Task to complete:
Return, word for word, only the lines from the one containing "Annotation guideline: every instance of the ventilation" through the last line of the entries.

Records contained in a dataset
—————
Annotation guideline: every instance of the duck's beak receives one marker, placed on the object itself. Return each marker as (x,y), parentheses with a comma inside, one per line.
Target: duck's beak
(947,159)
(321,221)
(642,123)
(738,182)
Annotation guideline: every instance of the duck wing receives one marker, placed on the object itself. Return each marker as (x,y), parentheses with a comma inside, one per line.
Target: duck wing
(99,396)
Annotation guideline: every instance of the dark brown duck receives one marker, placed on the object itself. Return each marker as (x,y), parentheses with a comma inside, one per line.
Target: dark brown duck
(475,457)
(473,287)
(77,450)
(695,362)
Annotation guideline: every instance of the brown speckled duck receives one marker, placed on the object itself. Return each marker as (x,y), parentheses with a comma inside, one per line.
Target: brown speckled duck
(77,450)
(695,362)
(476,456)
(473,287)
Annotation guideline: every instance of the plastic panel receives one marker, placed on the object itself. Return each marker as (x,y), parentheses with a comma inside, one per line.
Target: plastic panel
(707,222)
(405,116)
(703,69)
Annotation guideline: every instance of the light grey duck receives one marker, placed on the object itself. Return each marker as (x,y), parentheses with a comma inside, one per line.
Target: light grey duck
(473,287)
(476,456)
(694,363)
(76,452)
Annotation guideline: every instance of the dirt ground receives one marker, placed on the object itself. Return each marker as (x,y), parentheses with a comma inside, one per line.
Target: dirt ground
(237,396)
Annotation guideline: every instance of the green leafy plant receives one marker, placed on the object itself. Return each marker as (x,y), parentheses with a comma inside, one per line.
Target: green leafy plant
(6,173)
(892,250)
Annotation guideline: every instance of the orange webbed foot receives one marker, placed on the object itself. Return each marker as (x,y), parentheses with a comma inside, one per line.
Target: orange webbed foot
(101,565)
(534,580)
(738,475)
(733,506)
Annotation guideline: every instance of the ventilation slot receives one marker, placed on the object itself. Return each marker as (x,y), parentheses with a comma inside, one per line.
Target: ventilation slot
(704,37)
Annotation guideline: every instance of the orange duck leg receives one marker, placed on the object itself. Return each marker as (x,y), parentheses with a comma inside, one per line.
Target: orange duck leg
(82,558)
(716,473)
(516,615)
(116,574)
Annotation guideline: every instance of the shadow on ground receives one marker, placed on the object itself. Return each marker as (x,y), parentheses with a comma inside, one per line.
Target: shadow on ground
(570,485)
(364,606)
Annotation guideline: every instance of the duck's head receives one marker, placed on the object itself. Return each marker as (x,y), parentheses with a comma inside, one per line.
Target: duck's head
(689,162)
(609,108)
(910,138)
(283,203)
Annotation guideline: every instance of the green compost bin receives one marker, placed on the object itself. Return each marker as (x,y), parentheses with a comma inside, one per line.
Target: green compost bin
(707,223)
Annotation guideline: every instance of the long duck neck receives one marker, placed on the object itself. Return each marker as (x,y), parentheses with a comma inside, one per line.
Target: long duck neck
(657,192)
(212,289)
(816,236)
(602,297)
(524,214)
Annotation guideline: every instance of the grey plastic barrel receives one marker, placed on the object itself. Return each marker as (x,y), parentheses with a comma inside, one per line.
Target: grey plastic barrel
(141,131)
—————
Response to the task:
Annotation guideline: every instance of the ventilation slot receives one marker, placed on the object itself. Return each marker as (x,y), parentheses with a comma inside, one per line.
Target: ventilation slot
(704,37)
Annotation guideline: every instance of the orange duck leg receives one marker, placed on the object itself. Return each marker as (x,y), parentheses with a comma inside, one per line.
Target: orange duck leg
(82,558)
(716,473)
(516,615)
(116,574)
Annotation guideline: every instance of the shadow on ground receives one marker, placed on the object itself. Return each marker as (x,y), parentheses with a comma inside, one per line.
Target: shadow on ground
(570,485)
(364,606)
Annotation guideline: every instance of the duck's head receives one marker, placed on the object itself. Return each marker as (x,y), parentheses with a comma inside, one per line.
Target: duck's head
(689,162)
(609,108)
(910,138)
(283,203)
Annotation guideline: every instance of the green compost bin receives one marker, placed on the object itself. Return each marker as (x,y), parentheses with a comma inside, one per line.
Target: green compost bin
(707,223)
Annotation guideline: every instance of the long duck neck receives one marker, placed on the object itself. Return each marker as (x,y), parentheses with a comma inside, one per line.
Target: long duck neck
(657,192)
(212,289)
(816,236)
(602,297)
(524,214)
Annotation guideline: every instance of the grey plastic barrel receives one marker, placed on the object itself. Return each marker as (x,y), parentheses with a comma inside, one per line.
Target: grey plastic barrel
(141,131)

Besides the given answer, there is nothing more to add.